EXERCISE TASK -
Return the records below unchanged, starting with the line that contains "form: point(638, 60)." and ending after the line that contains "point(96, 254)".

SUPPLIED DATA -
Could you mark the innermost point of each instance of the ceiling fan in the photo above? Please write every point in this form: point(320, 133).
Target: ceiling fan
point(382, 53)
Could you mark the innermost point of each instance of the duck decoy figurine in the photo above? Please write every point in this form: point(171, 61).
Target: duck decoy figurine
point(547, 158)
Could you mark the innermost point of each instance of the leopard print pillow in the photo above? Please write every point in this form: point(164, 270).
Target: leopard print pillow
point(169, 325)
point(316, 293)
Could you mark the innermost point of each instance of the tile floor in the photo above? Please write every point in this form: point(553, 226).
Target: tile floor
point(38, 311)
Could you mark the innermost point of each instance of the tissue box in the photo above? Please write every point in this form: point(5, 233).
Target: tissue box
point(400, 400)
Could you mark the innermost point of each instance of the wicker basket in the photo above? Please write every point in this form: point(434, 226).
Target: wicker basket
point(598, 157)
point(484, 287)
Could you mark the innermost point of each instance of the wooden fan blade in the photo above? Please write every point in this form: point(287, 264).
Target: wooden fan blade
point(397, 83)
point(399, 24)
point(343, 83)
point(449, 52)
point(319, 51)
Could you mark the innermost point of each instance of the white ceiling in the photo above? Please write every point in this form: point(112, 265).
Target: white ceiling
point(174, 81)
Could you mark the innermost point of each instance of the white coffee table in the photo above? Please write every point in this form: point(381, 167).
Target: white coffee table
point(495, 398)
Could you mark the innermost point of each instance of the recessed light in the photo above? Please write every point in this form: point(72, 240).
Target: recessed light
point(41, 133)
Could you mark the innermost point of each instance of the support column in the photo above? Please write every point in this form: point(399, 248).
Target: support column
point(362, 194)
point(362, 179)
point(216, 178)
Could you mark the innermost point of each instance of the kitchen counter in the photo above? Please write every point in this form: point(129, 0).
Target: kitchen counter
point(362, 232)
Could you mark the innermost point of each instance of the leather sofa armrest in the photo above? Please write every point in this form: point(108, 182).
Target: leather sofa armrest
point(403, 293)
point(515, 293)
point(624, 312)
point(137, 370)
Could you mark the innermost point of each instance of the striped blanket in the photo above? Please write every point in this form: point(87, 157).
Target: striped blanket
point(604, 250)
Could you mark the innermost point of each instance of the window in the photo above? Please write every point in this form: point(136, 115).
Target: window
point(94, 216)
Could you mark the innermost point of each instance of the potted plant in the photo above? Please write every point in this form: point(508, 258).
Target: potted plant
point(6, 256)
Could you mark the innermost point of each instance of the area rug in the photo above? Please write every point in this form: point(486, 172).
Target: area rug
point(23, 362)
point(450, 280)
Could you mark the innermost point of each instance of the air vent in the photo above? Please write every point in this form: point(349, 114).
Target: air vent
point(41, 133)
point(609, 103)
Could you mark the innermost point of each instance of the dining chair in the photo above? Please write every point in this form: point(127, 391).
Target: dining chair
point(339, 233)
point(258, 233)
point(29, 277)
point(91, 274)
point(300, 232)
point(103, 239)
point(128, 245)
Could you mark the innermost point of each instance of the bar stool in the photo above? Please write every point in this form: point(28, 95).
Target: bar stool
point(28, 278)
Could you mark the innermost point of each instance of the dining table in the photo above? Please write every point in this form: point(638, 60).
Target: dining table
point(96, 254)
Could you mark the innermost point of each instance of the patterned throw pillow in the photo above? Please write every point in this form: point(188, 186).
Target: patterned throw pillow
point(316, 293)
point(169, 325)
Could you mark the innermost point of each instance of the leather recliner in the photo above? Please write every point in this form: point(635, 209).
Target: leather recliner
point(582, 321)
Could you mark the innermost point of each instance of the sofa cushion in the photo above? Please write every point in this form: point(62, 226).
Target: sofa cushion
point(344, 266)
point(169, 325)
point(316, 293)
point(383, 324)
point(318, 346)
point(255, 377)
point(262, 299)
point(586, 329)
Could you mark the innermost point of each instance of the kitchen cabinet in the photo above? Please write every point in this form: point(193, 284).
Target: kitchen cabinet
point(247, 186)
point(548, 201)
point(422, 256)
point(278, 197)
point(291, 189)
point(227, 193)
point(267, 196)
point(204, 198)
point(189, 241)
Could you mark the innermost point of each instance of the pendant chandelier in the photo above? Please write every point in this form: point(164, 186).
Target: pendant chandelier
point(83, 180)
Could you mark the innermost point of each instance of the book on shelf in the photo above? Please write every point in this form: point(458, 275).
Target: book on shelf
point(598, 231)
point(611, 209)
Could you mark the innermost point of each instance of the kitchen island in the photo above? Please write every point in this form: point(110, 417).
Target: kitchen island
==
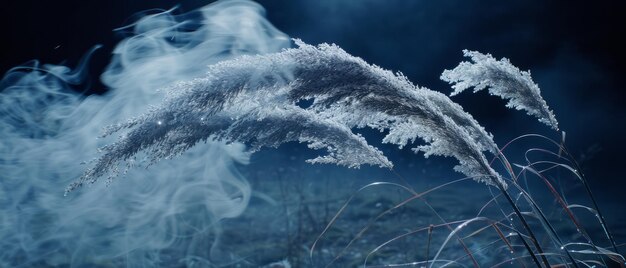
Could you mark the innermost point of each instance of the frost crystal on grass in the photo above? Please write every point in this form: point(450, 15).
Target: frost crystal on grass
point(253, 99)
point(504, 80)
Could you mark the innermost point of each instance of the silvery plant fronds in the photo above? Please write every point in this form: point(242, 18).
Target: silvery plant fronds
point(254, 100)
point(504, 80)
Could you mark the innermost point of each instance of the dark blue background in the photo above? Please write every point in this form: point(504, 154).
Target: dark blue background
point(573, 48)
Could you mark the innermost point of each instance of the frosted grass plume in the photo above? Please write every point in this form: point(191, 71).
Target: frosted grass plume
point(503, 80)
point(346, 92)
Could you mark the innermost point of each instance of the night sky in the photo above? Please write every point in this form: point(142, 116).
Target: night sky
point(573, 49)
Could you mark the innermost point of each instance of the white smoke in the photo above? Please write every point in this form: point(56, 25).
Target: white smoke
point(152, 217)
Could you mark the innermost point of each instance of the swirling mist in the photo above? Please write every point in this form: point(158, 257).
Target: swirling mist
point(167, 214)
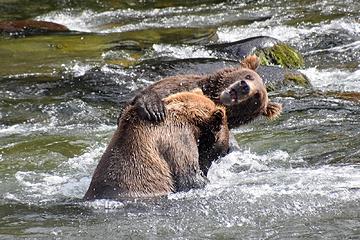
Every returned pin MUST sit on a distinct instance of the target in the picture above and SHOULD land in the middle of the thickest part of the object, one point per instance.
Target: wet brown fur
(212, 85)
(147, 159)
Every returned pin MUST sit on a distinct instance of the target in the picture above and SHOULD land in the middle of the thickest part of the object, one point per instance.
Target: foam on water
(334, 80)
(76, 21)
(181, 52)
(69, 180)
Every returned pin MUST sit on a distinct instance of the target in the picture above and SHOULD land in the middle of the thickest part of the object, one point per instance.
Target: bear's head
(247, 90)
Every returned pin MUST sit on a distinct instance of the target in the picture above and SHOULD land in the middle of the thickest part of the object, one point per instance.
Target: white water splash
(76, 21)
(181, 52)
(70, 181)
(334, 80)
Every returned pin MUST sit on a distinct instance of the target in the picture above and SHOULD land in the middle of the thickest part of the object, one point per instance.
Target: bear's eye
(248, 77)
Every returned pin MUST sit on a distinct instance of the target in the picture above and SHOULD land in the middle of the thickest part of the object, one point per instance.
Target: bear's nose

THE SOLUTION -
Could you mark the innermost point of each instance of the dining table in the photo above? Please write every point in this form: point(638, 60).
Target: dining table
point(96, 254)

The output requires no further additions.